Tracy McLain, a lifelong valley resident who died in December in a car accident, was a beloved member of old Aspen’s music community. McLain was noted for not only her song writing – her tune “It’s Morning” was a highlight of the Nitty Gritty Dirt Band’s “Welcome to Woody Creek” CD – and voice, but her enthusiasm for music. McLain’s biggest contribution came through the Tracy McLain Guitar Group, a massive ensemble of local pickers who played at the Carbondale Mountain Fair and school events. McLain’s life will be celebrated, naturally, with lots of music: Tracy’s Day, a benefit for her two daughters, features such longtime players as Dan Forde and John Sommers, returning musicians Danny Wheetman and Wayne Stewart, and a reunion of Starwood. The event is Saturday, June 10, at the Aspen Community School in Woody Creek, from 11 a.m.-6 p.m.

*Data excerpt*:

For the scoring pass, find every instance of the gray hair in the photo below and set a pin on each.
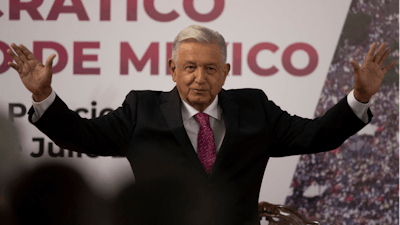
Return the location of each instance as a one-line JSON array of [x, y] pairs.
[[201, 34]]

*The task*: Extend the article on Tracy McLain above, starting right after its last sentence.

*Response area*:
It’s not every bluegrass band that goes over so well in a rock club, but my money’s on Old Crow Medicine Show pulling it off. At their last Aspen appearance, as an opening act for Gillian Welch & David Rawlings, O.C.M.S demonstrated how hard an acoustic string band could rock, earning a standing ovation for their efforts. The band was formed in upstate New York by fiddler Ketch Secor, after Secor had traveled all over Canada and the States, absorbing all styles of folk music. Based in North Carolina six years ago, the band was busking on the street when they won over a fan, who was so impressed she had to bring her daddy out. Dad, it turns out, was flat-picking genius Doc Watson. Watson invited O.C.M.S. to play his Merlefest, which led to a gig at Nashville’s Ryman Auditorium, which led to a tour opening for Welch & Rawlings, and so on. Old Crow Medicine Show returns to Aspen with a gig June 10 at the Belly Up.